== Exercise input ==
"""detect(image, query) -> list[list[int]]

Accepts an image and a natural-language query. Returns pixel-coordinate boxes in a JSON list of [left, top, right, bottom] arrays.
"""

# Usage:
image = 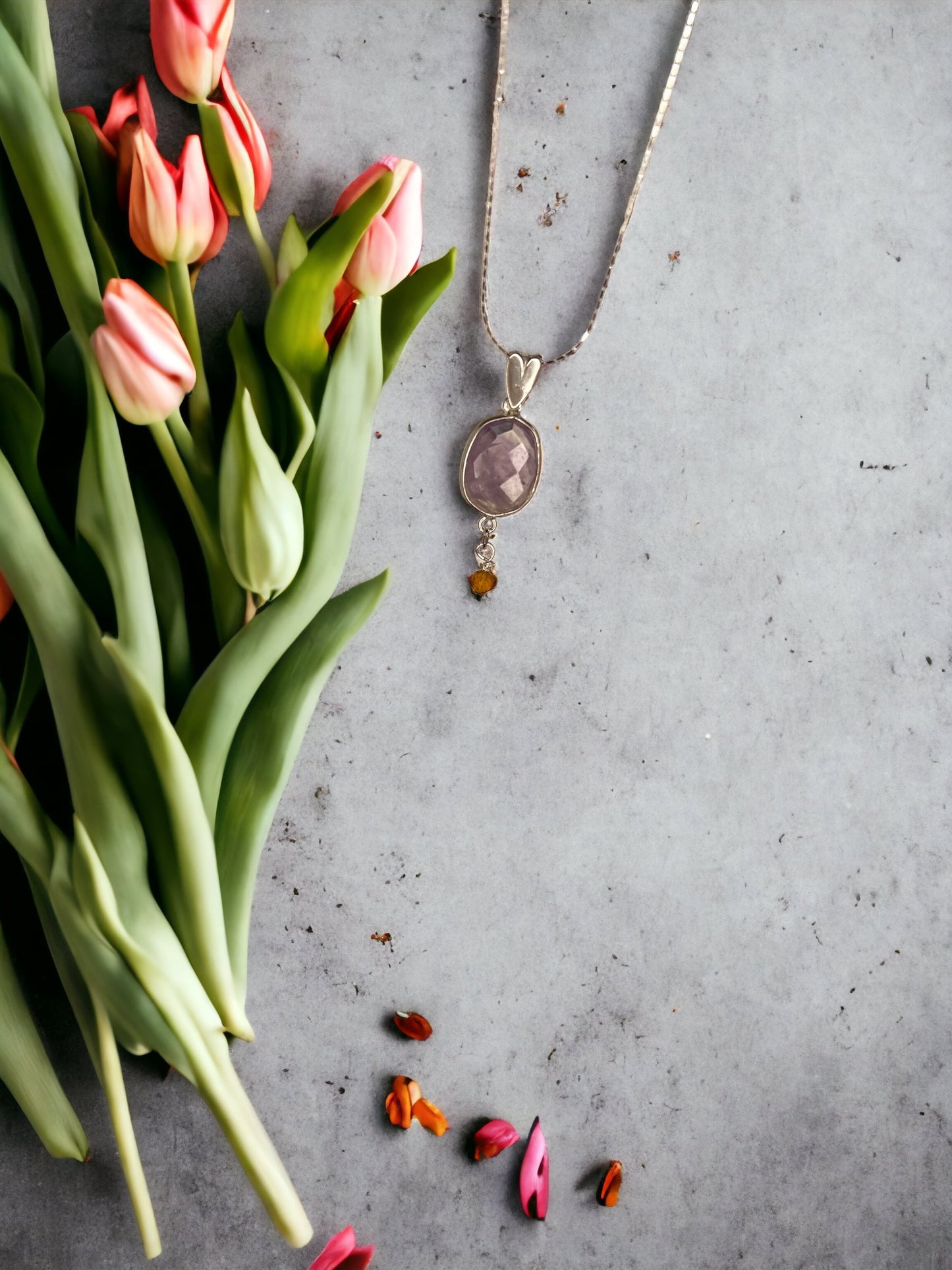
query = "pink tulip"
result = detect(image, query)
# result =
[[311, 1226, 373, 1270], [334, 155, 423, 296], [151, 0, 235, 103], [519, 1116, 548, 1222], [475, 1120, 519, 1159], [92, 278, 196, 423], [130, 129, 227, 264], [210, 66, 271, 216]]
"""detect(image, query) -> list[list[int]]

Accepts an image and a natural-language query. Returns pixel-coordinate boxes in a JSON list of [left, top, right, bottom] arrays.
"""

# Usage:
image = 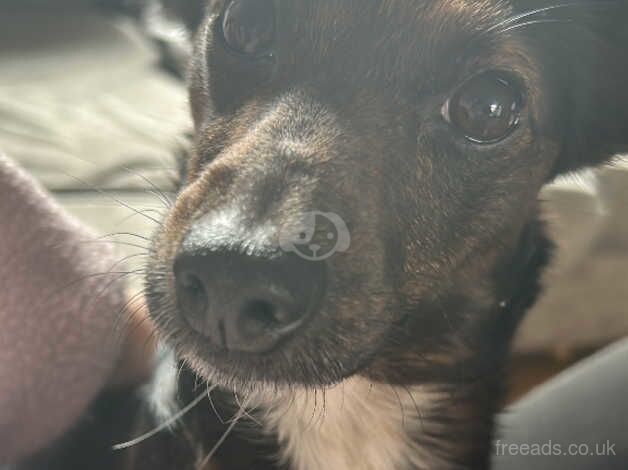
===
Retype every line of the entries above without any change, leaving the pictures out.

"""detect(image, query) -> list[list[int]]

Accepts an image and a natural-language query. Returns pixel-coordinate boxes in a JSON list of [left, top, right, bottom] arrays.
"""

# Usage:
image = 
query = "pink tulip"
result = detect(image, query)
# result =
[[311, 1226, 373, 1270], [334, 155, 423, 296], [151, 0, 235, 103], [519, 1116, 548, 1222], [475, 1120, 519, 1159], [92, 278, 196, 423], [130, 129, 227, 264], [210, 66, 271, 216]]
"""detect(image, query) -> list[list[int]]

Accepts an image and a natural-language query. Returns pixel-coordinate boxes in a JSON list of [left, top, right, bottom] arrays.
"""

# Usage:
image = 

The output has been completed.